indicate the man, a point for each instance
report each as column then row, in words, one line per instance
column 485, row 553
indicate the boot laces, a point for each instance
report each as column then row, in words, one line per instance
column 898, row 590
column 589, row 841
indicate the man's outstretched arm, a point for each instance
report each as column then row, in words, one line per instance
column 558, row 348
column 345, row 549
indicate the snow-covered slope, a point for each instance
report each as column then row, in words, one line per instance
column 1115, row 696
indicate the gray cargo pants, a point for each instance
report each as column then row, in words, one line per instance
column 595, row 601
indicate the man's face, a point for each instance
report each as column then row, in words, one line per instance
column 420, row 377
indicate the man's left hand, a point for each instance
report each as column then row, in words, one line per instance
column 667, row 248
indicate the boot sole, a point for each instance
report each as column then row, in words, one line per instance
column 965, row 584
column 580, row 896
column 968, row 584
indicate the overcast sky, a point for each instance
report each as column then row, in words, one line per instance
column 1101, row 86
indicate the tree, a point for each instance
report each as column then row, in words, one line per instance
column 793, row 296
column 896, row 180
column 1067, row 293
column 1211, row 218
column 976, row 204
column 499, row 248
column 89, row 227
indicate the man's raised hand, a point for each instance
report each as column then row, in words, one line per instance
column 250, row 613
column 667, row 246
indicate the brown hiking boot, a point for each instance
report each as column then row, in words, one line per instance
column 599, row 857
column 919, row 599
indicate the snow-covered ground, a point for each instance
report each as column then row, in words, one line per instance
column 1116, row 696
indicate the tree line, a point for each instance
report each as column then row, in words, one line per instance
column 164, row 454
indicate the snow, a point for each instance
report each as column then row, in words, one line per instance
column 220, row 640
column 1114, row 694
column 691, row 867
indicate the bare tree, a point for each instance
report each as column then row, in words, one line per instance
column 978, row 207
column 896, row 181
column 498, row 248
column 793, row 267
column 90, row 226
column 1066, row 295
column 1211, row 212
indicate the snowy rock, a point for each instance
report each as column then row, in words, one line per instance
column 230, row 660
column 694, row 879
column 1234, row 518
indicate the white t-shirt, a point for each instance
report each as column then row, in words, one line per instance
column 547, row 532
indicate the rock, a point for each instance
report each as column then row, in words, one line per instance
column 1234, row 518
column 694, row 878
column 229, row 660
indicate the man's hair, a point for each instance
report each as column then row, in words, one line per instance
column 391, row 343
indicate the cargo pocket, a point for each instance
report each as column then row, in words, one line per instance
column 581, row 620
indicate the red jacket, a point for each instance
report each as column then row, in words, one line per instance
__________________________________________________
(AIM OF THE EXERCISE): Return an exact copy of the listing.

(WRITTEN REPLY):
indicate the man, a point for each instance
report each as column then row, in words, one line per instance
column 485, row 553
indicate the boot laces, a point for each instance
report each as column then row, in words, one line per instance
column 898, row 590
column 589, row 841
indicate the man's outstretched arm, a point for each instance
report each as column then row, in words, one line per instance
column 558, row 348
column 345, row 549
indicate the snow-covered slope, a point for each instance
report each as column then row, in words, one line per instance
column 1115, row 696
indicate the gray cargo pants, a point for each instance
report each as column then row, in words, one line per instance
column 595, row 601
indicate the man's face, a point for each instance
report each as column then row, in words, one line per instance
column 420, row 377
indicate the man's left hand, a point for each instance
report each as column then row, in words, one line per instance
column 667, row 248
indicate the boot sole, a point for each instance
report each as column then row, in words, one line per instance
column 965, row 584
column 580, row 896
column 968, row 584
indicate the overcast sky, a point for each instance
report each as column then row, in words, one line per instance
column 1101, row 86
indicate the tree, a point for each instance
report each as column then row, in words, one line per instance
column 793, row 296
column 896, row 180
column 1067, row 293
column 1211, row 218
column 976, row 204
column 499, row 248
column 89, row 227
indicate the man's raised hand, a point for each instance
report each as column then row, in words, one line per instance
column 250, row 613
column 667, row 246
indicate the brown hiking boot, a point for each instance
report each as column then row, in words, one line per instance
column 599, row 857
column 919, row 599
indicate the snow-covered ground, a point for each instance
report each as column then row, in words, one line per instance
column 1116, row 696
indicate the tree line, a point for each instance
report each as column then row, in words, one line per instance
column 164, row 454
indicate the snow, a point for each instance
report each as column then row, in words, one line per instance
column 220, row 640
column 1114, row 694
column 691, row 867
indicate the bare tree, a point for each instance
report each as column then row, in words, one line per instance
column 978, row 207
column 896, row 181
column 498, row 248
column 793, row 267
column 90, row 226
column 1066, row 295
column 1211, row 212
indicate the snowy rock, a point for each instance
report each as column then row, in words, one line per instance
column 230, row 660
column 694, row 879
column 1234, row 518
indicate the white t-shirt, a point for each instance
report each as column then row, in words, one line per instance
column 547, row 532
indicate the rock, a point for each instance
report each as column then row, in words, one line per instance
column 1234, row 518
column 694, row 878
column 229, row 660
indicate the man's hair, a point for each instance
report each as column then row, in words, one line per instance
column 391, row 343
indicate the cargo pocket, a point for each instance
report each as column then row, in words, one line per instance
column 581, row 620
indicate the red jacket, a point for each instance
report each as column then row, in words, one line per instance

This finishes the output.